### Task objective
Extend the forum discussion of outdoor dining and virus transmission below, picking up right after its final sentence.

### Text

┏━━

I found The Monitor article (Starr County) in this post to be very interesting; in particular, that an ambient water vapor concentration of 10 gm/m**3 (which is reached at 72F and 50% relative humidity, for example, both comfortable levels) can have such a dramatic impact on reducing transmission. To be continued, I guess.

Another concern among some public health experts is people often come from different households to gather at outdoor restaurant dining tables. A safer approach would be to keep dining parties limited to members of one household at each table, experts say, but such an effort has been impossible to enforce.

1 Like

A good article. Surely those restaurant owners who have done what they had to but in the process taken advantage of the imprecise meaning of “outdoor” could at this juncture be offered the option to (ahem) re-think their layout, rather than closing down all outdoor dining in all restaurants in the county.

┗━━

### Data excerpts
┏━━

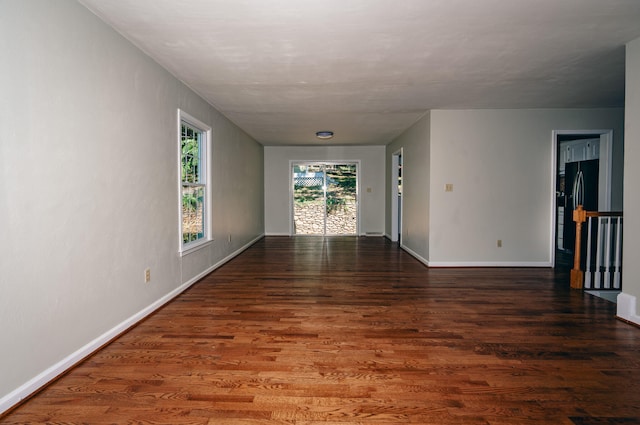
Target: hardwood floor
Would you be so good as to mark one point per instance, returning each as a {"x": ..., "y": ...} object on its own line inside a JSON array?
[{"x": 355, "y": 331}]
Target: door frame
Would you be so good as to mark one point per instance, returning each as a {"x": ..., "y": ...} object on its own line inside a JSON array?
[
  {"x": 397, "y": 208},
  {"x": 604, "y": 176},
  {"x": 293, "y": 163}
]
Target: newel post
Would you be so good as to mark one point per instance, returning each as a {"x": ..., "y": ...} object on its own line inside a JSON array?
[{"x": 577, "y": 275}]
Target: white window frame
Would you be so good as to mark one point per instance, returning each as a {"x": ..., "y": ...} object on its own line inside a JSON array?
[{"x": 205, "y": 171}]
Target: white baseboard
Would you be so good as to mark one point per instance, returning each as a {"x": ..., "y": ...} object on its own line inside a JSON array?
[
  {"x": 626, "y": 305},
  {"x": 34, "y": 384},
  {"x": 489, "y": 264},
  {"x": 415, "y": 255}
]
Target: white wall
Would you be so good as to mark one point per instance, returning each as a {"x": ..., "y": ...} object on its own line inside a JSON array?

┗━━

### Result below
The problem is irresponsible customers, which discussion belongs here:

1 Like

Irresponsible patrons are another facet of the problem. Yes, perhaps that discussion belongs elsewhere, but the two threads overlap sometimes.

It’s hard to believe when seeing old posts like this that the FTC discussions on this topic go back so far. I remember when we were arguing what “real BBQ” was regionally, and where it was to be found locally…

I guess on T-Day, I’ll be thankful that 2020 is almost over. Time has passed both excruciatingly slowly and way too fast.

1 Like

Good preprint paper why a hard lockdown now could be beneficial longterm to have much less need for significant “control” mechanism

1 Like

That’s the “hammer and dance.” The problem in the US is that in places where lockdown resulted in low community spread, it was not followed by adequate TTI. Also, a lack of a national policy means any local gains are sooner or later erased by irresponsible travel.

1 Like

That’s why I hope Biden will show leadership and change things dramatically

1 Like

Nice tool to calculate risk in indoor settings (link to german newspaper but text is in English - just click the green button)

https://www.zeit.de/wissen/gesundheit/2020-11/coronavirus-aerosols-infection-risk-hotspot-interiors?utm_referrer=https%3A%2F%2Ft.co%2FWltshH8i3N%3Famp%3D1

1 Like

And a good article in Boston Globe what went wrong over the last 9 months (a lot of obvious things but also topics which might not be this obvious, e.g. unions etc)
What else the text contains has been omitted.